### Verilen metin
RAMAZAN AYINI “ORUÇ AYI YAPAN” ÖNEMLİ OLAYLAR!
27 Mart 2025, Perşembe 14:10İslam dininde “Ramazan ayı” önemli bir aydır! Onu önemli kılan şey, yalnızca ondaki “oruç ibadeti” değil, aynı zamanda onda vuku bulan olaylardır! Biz burada hem o olaylara hem ibadetlere ve hem de ibadet türlerine işaret edeceğiz!
Onlara geçmeden önce, ramazan ayına kaynaklık eden ve o ay ile uyum sağlayan Kur’an’daki “Kadir Suresini” nakledip, onun içerisinde konumuza kaynaklık eden hazineleri ele alacağız. O hazineler üzerinden de mümkün derecede ramazanla ilgili konuları incelemeye çalışacağız!
Sure şöyledir:
Rahman ve Rahim Olan Allah’ın Adıyla,
1-Biz onu (Kur’an’ı) kadir gecesinde indirdik. 2- Kadir Gecesi’nin ne olduğunu sen ne bilirsin? 3- Kadir Gecesi, bin aydan daha hayırlıdır! 4- O gecede Rablerinin izniyle melekler ve Ruh, her iş için inerler! 5- O (gece) esenliktir. Ta fecrin doğuşuna kadar!
Bilindiği üzere, yukarıda da işaret ettiğimiz gibi ramazan ayı, İslam tarihinde çok önemli bir zaman dilimidir! Önemini, yalnızca “orucun” bu ayda farz kılınmasından veya bu ay içerisinde yer almasından almıyor! Bu ay içerisinde vuku bulan başka olaylardan da alıyor!
Onları şöyle sıralamak mümkün:
1- İslam peygamberi bu ay içerisinde “meb’us” olmuş ve elçiliğe atanmıştır! Yani Hz. Muhammed’e vahyin ilk ayetleri bu ayda nazil olmuştur!
######
### Çıkarılan bilgiler
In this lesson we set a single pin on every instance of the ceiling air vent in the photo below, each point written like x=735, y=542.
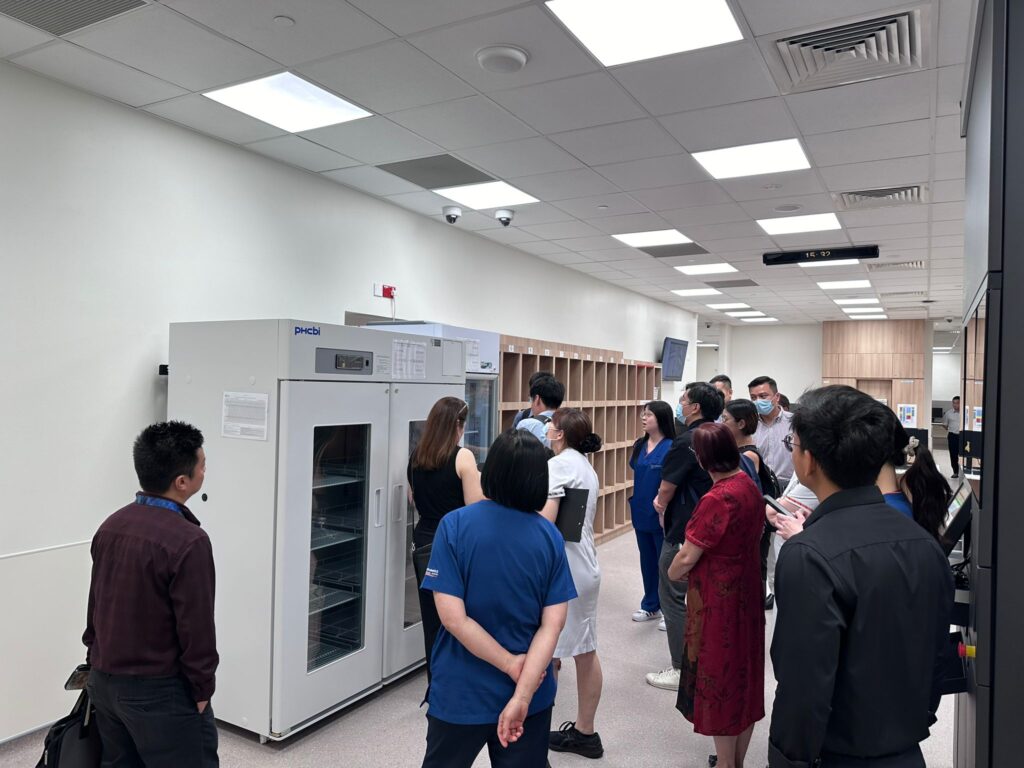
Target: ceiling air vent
x=61, y=18
x=871, y=48
x=896, y=266
x=892, y=196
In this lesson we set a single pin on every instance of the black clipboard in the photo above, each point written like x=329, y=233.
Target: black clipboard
x=572, y=513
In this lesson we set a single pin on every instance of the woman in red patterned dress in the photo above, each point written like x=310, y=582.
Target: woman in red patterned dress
x=721, y=690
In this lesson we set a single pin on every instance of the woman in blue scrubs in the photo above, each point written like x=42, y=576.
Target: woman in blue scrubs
x=648, y=454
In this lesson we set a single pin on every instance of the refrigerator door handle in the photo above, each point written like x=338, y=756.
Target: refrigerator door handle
x=398, y=497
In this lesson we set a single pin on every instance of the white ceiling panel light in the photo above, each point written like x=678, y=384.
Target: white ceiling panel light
x=486, y=195
x=687, y=292
x=837, y=262
x=720, y=268
x=842, y=285
x=815, y=222
x=652, y=239
x=289, y=102
x=617, y=33
x=753, y=160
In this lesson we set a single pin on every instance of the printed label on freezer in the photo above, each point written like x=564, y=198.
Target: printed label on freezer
x=245, y=416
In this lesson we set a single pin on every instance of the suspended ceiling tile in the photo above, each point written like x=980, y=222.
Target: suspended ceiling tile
x=573, y=102
x=891, y=99
x=619, y=142
x=552, y=52
x=210, y=117
x=872, y=142
x=373, y=180
x=654, y=172
x=732, y=125
x=387, y=78
x=158, y=41
x=323, y=28
x=521, y=158
x=373, y=140
x=93, y=73
x=16, y=37
x=463, y=123
x=710, y=77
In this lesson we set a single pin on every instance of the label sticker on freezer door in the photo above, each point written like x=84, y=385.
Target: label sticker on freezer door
x=409, y=359
x=245, y=416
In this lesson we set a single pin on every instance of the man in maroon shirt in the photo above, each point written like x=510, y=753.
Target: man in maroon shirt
x=150, y=630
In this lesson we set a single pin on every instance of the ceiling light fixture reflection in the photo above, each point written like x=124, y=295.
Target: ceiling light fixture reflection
x=754, y=160
x=616, y=33
x=289, y=102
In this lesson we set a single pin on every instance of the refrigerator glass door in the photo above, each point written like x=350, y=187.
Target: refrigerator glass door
x=402, y=624
x=332, y=475
x=481, y=394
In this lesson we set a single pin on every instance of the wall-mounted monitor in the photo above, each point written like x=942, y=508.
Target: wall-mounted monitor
x=673, y=358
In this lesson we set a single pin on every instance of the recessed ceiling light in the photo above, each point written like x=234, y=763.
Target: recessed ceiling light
x=616, y=33
x=840, y=285
x=486, y=195
x=697, y=292
x=836, y=262
x=814, y=222
x=720, y=268
x=753, y=160
x=652, y=239
x=288, y=101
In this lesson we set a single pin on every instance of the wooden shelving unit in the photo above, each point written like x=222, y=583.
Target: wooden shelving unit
x=611, y=389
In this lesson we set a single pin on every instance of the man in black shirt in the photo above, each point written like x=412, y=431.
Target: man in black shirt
x=863, y=595
x=683, y=482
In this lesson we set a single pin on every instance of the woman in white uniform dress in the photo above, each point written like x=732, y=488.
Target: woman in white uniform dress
x=571, y=436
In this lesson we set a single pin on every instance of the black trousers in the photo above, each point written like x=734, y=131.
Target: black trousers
x=152, y=722
x=451, y=745
x=953, y=439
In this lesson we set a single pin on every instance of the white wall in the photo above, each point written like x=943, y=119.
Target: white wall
x=113, y=224
x=791, y=354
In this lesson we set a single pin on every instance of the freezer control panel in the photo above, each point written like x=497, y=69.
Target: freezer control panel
x=350, y=361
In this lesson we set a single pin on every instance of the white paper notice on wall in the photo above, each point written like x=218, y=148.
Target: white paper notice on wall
x=409, y=359
x=907, y=415
x=244, y=416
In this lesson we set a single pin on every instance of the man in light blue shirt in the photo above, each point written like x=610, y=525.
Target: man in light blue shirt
x=546, y=395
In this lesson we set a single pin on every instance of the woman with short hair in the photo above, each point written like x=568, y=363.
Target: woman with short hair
x=501, y=581
x=721, y=688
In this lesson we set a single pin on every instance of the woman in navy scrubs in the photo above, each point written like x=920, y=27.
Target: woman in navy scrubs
x=648, y=454
x=502, y=585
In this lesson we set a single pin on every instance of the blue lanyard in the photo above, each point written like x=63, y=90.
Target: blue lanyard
x=153, y=501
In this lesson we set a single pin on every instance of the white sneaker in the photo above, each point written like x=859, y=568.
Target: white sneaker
x=646, y=615
x=667, y=679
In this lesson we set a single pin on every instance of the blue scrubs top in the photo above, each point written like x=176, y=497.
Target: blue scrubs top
x=646, y=478
x=507, y=565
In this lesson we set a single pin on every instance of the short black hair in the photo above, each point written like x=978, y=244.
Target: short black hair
x=516, y=471
x=721, y=378
x=710, y=399
x=551, y=391
x=764, y=380
x=164, y=452
x=849, y=433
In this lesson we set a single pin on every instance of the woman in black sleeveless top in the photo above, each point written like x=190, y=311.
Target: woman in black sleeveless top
x=441, y=477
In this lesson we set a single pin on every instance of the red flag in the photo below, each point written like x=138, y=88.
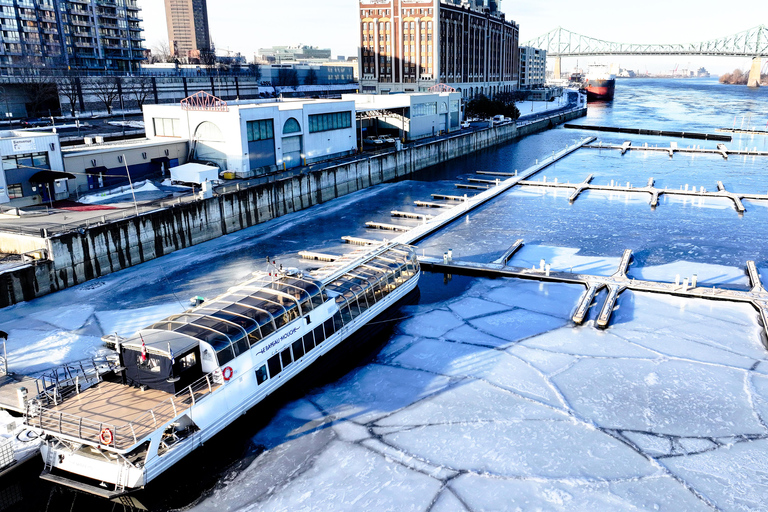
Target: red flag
x=143, y=350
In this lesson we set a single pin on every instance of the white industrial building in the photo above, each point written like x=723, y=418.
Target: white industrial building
x=407, y=116
x=32, y=169
x=255, y=137
x=533, y=67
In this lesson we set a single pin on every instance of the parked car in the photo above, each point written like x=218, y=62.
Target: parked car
x=36, y=121
x=500, y=120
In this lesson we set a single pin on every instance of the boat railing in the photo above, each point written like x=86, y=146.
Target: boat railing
x=58, y=383
x=120, y=437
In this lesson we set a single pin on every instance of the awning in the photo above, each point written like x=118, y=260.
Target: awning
x=49, y=176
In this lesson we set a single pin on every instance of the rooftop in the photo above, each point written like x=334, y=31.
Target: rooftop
x=84, y=150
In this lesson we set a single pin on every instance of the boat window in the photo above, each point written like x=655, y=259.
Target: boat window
x=346, y=314
x=318, y=335
x=261, y=375
x=233, y=332
x=245, y=322
x=298, y=349
x=274, y=365
x=187, y=362
x=332, y=325
x=225, y=355
x=215, y=338
x=241, y=346
x=285, y=356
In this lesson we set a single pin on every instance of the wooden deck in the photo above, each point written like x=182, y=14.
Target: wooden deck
x=113, y=404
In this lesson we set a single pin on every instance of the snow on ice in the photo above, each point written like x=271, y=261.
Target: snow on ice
x=469, y=407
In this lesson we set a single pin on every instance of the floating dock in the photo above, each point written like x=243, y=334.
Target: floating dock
x=660, y=133
x=615, y=284
x=721, y=192
x=721, y=150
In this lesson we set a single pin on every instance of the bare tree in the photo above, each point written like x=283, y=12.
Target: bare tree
x=105, y=88
x=68, y=87
x=40, y=93
x=140, y=87
x=162, y=52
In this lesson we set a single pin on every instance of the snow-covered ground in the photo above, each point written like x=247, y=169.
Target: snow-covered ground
x=113, y=194
x=493, y=401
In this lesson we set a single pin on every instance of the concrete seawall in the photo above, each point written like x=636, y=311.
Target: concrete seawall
x=78, y=256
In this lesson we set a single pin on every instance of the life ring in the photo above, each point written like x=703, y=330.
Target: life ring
x=106, y=437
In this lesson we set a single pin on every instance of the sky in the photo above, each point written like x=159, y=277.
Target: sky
x=247, y=25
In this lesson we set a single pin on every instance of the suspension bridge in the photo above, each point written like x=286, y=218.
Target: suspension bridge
x=751, y=43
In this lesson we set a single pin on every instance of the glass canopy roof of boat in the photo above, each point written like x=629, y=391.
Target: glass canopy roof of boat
x=247, y=313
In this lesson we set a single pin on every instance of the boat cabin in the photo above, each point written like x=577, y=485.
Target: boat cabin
x=184, y=347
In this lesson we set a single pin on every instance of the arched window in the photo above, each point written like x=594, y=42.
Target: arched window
x=208, y=132
x=291, y=126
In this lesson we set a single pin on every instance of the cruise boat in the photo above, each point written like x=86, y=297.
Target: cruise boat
x=185, y=378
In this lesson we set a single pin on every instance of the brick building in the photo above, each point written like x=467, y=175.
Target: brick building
x=188, y=33
x=412, y=45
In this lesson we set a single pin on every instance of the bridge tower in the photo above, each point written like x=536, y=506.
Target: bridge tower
x=754, y=73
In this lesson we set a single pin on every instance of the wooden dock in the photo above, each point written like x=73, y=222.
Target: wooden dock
x=721, y=192
x=615, y=284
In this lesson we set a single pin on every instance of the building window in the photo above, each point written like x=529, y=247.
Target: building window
x=167, y=127
x=327, y=122
x=15, y=191
x=29, y=161
x=424, y=109
x=260, y=130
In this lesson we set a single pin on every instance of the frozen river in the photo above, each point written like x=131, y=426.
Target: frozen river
x=483, y=395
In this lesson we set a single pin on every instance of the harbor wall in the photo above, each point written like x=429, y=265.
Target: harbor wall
x=80, y=255
x=26, y=282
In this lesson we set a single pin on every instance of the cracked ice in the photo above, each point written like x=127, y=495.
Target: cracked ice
x=494, y=401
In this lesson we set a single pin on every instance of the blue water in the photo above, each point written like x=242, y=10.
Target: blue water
x=596, y=224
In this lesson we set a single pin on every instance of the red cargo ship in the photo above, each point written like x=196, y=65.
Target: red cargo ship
x=601, y=84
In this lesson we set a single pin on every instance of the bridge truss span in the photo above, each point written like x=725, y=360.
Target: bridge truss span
x=561, y=42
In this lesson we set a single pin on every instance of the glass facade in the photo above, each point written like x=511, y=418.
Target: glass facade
x=328, y=122
x=260, y=130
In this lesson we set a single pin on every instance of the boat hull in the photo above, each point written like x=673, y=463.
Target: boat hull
x=238, y=393
x=601, y=90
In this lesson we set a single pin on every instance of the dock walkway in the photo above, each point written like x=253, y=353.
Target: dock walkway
x=721, y=192
x=674, y=148
x=616, y=284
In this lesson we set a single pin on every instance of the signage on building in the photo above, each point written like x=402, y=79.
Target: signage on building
x=23, y=145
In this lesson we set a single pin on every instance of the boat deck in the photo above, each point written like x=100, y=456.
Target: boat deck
x=128, y=412
x=113, y=404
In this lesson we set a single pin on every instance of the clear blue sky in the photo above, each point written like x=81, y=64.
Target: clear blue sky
x=247, y=25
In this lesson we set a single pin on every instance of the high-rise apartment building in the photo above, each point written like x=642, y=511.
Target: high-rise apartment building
x=188, y=32
x=411, y=45
x=86, y=35
x=533, y=67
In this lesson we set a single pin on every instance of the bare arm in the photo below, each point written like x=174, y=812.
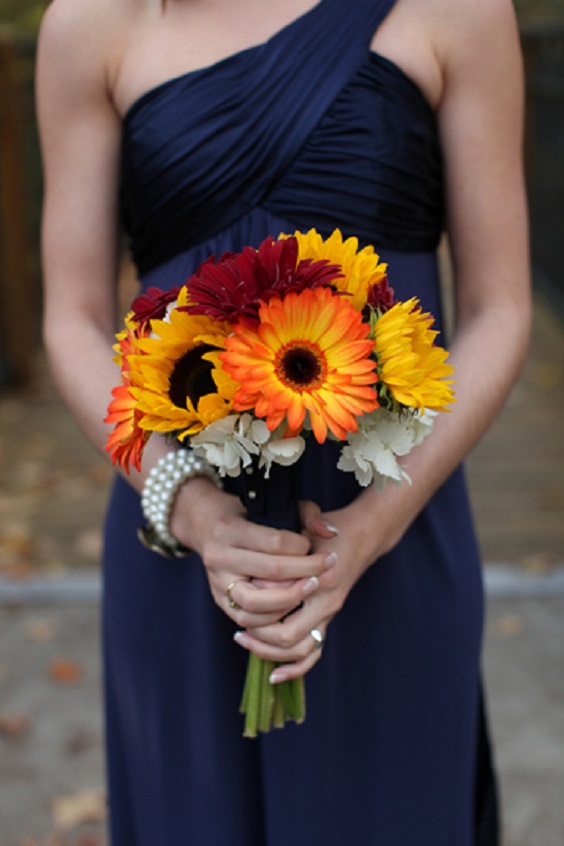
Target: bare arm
x=480, y=118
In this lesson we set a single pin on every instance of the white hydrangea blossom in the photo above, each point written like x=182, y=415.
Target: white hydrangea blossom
x=283, y=451
x=372, y=453
x=226, y=444
x=229, y=443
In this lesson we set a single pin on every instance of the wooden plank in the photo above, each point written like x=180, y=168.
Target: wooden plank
x=16, y=300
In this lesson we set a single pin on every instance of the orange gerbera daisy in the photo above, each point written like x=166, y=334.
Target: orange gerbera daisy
x=309, y=353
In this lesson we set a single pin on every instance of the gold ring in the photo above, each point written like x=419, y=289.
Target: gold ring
x=232, y=603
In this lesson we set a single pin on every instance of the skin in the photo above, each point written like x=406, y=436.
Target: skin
x=94, y=61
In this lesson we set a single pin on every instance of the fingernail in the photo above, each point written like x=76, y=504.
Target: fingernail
x=310, y=586
x=242, y=639
x=330, y=560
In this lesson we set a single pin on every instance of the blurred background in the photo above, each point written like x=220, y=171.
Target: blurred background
x=53, y=489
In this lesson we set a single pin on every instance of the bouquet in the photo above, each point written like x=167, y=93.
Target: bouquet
x=262, y=349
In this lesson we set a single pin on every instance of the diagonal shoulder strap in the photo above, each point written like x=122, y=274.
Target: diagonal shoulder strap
x=306, y=67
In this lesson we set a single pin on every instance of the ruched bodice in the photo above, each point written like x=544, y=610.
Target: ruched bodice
x=270, y=128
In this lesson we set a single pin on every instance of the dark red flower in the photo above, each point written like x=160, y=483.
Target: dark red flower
x=380, y=296
x=236, y=285
x=152, y=305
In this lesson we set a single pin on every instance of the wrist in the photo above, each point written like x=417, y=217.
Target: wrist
x=160, y=491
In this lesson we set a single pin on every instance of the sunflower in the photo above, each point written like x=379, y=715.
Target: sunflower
x=410, y=365
x=309, y=353
x=362, y=269
x=234, y=287
x=127, y=441
x=177, y=380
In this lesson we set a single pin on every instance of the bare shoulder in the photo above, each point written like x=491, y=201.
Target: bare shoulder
x=77, y=41
x=479, y=34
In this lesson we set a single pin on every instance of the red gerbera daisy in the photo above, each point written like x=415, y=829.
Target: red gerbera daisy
x=152, y=305
x=237, y=285
x=381, y=296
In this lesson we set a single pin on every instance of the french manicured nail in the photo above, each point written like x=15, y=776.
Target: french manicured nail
x=242, y=639
x=330, y=560
x=310, y=586
x=277, y=676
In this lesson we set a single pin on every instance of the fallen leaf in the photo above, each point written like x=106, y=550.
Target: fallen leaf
x=86, y=806
x=65, y=671
x=89, y=543
x=14, y=726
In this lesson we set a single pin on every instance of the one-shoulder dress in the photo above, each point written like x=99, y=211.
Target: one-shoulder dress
x=309, y=129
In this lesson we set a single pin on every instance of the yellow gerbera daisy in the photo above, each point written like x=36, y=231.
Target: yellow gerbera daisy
x=177, y=380
x=361, y=269
x=310, y=352
x=410, y=365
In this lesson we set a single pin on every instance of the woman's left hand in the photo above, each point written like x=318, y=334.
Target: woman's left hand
x=296, y=642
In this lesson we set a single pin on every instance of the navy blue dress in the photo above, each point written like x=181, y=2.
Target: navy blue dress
x=308, y=129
######
Ramazan ayıyla ilgili metinde aktarılan Kadir Suresi'nin ayetlerini lütfen numaralarıyla birlikte sırayla yazın. Öğeler, metinden bağımsız ayrı bir malzemedir.

1- Biz onu (Kur'an'ı) kadir gecesinde indirdik.
2- Kadir Gecesi'nin ne olduğunu sen ne bilirsin?
3- Kadir Gecesi, bin aydan daha hayırlıdır!
4- O gecede Rablerinin izniyle melekler ve Ruh, her iş için inerler!
5- O (gece) esenliktir. Ta fecrin doğuşuna kadar!